● **WORK TASK**
Report each line of the records below that holds the word "black".

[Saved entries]
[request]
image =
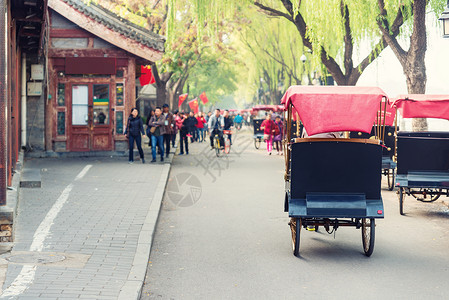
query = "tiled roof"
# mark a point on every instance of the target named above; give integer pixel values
(118, 24)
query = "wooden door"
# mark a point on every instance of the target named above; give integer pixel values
(90, 123)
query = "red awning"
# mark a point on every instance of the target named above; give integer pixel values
(423, 106)
(335, 108)
(266, 107)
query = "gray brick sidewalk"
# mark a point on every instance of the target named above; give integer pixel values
(102, 225)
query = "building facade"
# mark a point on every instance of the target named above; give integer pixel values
(92, 61)
(67, 78)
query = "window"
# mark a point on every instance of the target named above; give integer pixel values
(61, 94)
(61, 123)
(101, 104)
(119, 122)
(119, 94)
(80, 94)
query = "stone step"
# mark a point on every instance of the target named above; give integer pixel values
(31, 178)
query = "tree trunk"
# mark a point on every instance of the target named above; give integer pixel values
(413, 60)
(415, 66)
(161, 94)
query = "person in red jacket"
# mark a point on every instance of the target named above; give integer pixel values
(268, 129)
(200, 126)
(278, 135)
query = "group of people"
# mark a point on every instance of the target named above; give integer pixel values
(163, 127)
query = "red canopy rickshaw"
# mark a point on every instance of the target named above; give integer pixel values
(334, 182)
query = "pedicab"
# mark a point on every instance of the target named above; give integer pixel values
(389, 124)
(333, 182)
(422, 157)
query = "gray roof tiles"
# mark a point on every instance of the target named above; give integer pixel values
(118, 24)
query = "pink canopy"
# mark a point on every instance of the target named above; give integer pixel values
(266, 107)
(335, 108)
(423, 106)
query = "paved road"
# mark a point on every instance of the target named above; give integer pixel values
(234, 242)
(82, 234)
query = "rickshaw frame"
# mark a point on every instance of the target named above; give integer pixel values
(365, 222)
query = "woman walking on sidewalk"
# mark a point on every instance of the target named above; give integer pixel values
(277, 136)
(133, 131)
(157, 129)
(182, 124)
(200, 126)
(268, 129)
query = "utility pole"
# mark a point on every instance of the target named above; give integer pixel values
(3, 106)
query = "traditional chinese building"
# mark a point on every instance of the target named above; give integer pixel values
(92, 60)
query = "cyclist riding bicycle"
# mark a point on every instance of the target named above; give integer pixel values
(216, 125)
(228, 123)
(238, 121)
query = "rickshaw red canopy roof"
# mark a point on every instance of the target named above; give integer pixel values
(423, 106)
(335, 108)
(266, 107)
(390, 114)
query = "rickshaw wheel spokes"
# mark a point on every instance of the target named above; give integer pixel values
(217, 146)
(368, 235)
(401, 196)
(425, 196)
(295, 227)
(390, 179)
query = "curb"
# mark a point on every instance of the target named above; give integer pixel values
(9, 211)
(133, 287)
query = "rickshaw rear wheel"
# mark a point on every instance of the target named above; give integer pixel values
(390, 179)
(433, 197)
(401, 196)
(368, 235)
(217, 146)
(295, 227)
(227, 145)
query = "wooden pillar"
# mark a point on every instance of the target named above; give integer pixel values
(3, 99)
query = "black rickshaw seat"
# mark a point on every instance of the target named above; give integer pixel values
(335, 178)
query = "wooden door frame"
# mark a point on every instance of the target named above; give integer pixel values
(89, 82)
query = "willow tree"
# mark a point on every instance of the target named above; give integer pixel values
(333, 30)
(413, 59)
(272, 56)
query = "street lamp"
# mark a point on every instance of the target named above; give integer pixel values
(303, 59)
(445, 18)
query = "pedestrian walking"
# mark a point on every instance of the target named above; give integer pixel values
(216, 125)
(191, 122)
(175, 128)
(134, 131)
(150, 114)
(200, 126)
(268, 128)
(169, 124)
(278, 135)
(157, 129)
(183, 131)
(238, 121)
(228, 123)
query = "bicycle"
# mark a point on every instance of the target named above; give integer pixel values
(226, 134)
(217, 145)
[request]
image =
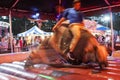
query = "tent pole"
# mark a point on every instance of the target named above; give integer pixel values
(11, 36)
(10, 21)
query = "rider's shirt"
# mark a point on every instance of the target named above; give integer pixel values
(73, 15)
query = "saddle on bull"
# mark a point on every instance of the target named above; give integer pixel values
(87, 50)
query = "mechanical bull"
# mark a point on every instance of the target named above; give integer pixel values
(88, 50)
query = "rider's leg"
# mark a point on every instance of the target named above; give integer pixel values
(75, 29)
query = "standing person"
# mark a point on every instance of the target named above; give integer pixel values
(74, 17)
(59, 9)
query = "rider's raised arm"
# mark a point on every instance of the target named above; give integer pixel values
(58, 23)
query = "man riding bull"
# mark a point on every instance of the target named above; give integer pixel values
(74, 17)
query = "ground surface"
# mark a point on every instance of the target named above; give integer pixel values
(12, 68)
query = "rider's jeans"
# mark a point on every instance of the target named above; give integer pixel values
(75, 29)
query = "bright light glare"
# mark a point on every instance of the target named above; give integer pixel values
(106, 18)
(4, 17)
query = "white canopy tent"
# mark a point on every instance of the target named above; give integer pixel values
(33, 31)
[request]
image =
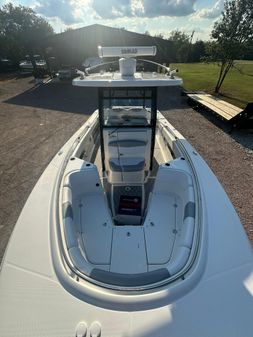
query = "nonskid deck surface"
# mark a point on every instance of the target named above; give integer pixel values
(125, 248)
(124, 228)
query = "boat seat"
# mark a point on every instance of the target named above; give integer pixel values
(127, 143)
(127, 164)
(163, 218)
(126, 169)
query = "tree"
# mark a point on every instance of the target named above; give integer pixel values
(20, 31)
(198, 51)
(230, 36)
(181, 45)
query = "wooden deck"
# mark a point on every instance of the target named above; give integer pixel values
(222, 108)
(236, 116)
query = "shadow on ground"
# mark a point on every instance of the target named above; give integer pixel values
(58, 96)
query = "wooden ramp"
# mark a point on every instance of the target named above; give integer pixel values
(236, 116)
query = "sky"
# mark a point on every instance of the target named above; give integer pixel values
(154, 16)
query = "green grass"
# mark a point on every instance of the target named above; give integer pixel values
(237, 87)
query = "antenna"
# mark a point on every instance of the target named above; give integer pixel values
(126, 52)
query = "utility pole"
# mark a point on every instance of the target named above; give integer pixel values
(190, 44)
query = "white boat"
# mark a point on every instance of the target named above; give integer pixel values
(127, 232)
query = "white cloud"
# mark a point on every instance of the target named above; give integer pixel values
(210, 13)
(142, 8)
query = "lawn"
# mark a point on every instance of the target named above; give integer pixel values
(237, 87)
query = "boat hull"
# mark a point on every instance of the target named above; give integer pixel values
(37, 298)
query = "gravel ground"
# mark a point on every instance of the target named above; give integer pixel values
(35, 121)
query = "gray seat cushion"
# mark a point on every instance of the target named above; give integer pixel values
(127, 164)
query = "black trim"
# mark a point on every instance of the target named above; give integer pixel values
(189, 210)
(130, 280)
(101, 123)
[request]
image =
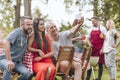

● **ANSWER SECTION**
query = "black rickshaw seat"
query = "black trim"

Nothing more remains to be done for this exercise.